Problem to solve: The entries below contain a line with "Where can you see the bicycle frame?" and a line with "Where can you see the blue jeans?". Retype exactly everything from the first down to the second, both included, and nothing else.
+--
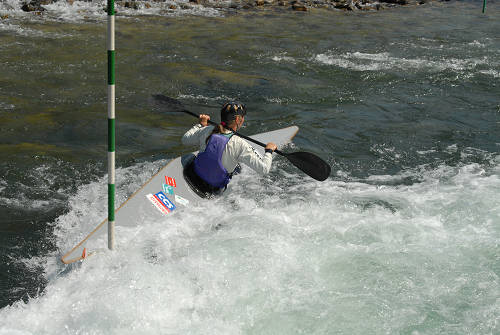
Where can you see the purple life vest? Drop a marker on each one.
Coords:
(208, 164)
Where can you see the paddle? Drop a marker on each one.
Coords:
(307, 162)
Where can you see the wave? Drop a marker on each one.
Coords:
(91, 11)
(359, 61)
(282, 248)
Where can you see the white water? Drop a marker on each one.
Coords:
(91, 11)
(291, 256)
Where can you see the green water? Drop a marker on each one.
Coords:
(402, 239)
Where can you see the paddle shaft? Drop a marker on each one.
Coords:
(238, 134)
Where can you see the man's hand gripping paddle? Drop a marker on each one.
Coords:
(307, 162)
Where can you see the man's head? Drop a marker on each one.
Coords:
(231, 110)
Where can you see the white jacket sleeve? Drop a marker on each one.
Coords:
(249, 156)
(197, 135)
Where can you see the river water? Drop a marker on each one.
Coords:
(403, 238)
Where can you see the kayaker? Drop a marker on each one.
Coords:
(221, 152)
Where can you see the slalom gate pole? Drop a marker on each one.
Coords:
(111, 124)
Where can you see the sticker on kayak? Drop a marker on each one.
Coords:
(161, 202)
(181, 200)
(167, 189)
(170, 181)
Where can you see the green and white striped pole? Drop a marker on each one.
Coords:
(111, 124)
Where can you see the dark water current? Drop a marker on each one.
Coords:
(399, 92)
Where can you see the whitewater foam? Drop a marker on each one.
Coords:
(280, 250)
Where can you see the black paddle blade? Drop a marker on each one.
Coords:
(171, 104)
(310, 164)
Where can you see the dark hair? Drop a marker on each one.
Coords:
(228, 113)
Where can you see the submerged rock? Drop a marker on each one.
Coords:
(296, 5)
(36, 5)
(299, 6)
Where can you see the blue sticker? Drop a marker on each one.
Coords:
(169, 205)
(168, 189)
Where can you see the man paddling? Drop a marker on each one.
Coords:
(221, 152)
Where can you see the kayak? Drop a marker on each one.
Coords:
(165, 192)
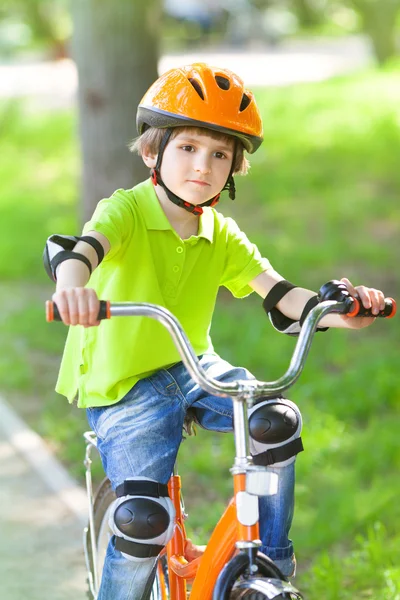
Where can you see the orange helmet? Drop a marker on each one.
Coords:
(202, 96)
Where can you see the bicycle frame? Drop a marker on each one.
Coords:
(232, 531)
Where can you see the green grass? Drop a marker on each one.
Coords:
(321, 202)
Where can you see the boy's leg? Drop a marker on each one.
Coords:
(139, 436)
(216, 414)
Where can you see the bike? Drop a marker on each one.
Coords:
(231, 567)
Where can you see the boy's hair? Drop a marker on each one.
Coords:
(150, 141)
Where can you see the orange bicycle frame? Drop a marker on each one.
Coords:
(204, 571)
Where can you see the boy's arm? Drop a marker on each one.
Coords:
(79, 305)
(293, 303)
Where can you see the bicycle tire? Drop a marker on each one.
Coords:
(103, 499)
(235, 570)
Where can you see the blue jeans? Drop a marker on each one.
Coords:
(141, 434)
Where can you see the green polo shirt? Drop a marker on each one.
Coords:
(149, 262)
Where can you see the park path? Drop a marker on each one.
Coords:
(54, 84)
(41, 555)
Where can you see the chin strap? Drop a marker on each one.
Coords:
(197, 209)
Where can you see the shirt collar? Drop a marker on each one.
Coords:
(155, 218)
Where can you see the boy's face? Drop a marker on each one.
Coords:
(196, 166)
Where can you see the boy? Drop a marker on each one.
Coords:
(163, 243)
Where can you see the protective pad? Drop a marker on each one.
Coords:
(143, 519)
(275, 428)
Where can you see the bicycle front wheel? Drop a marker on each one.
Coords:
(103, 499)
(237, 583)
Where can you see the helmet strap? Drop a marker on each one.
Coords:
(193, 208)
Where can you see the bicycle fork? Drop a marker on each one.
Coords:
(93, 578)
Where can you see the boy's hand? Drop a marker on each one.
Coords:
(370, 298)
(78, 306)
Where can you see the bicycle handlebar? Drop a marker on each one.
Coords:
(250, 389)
+--
Exercise answer:
Where can you see the bicycle frame? Drop a marker on each one.
Coords:
(232, 531)
Where can you see the green grass? Drop a marker on each one.
Coords:
(321, 202)
Where can you see the boy's leg? Drop a marker on each one.
Coords:
(139, 436)
(216, 414)
Where can you see the bike? Drop a marker on each one.
Coords:
(231, 567)
Where can you see the boy's hair? Drop a marker on each one.
Coords:
(150, 141)
Where can you see the orange bicycle frame? Drop a marker on each one.
Coords:
(204, 571)
Where can you see the boy's arm? Drop a marker on each one.
Coords:
(79, 305)
(293, 303)
Where can you see the bicycle tire? Drop a marker on each one.
Coords:
(103, 499)
(235, 570)
Where can you see the blue jeans? Drop a marker on each one.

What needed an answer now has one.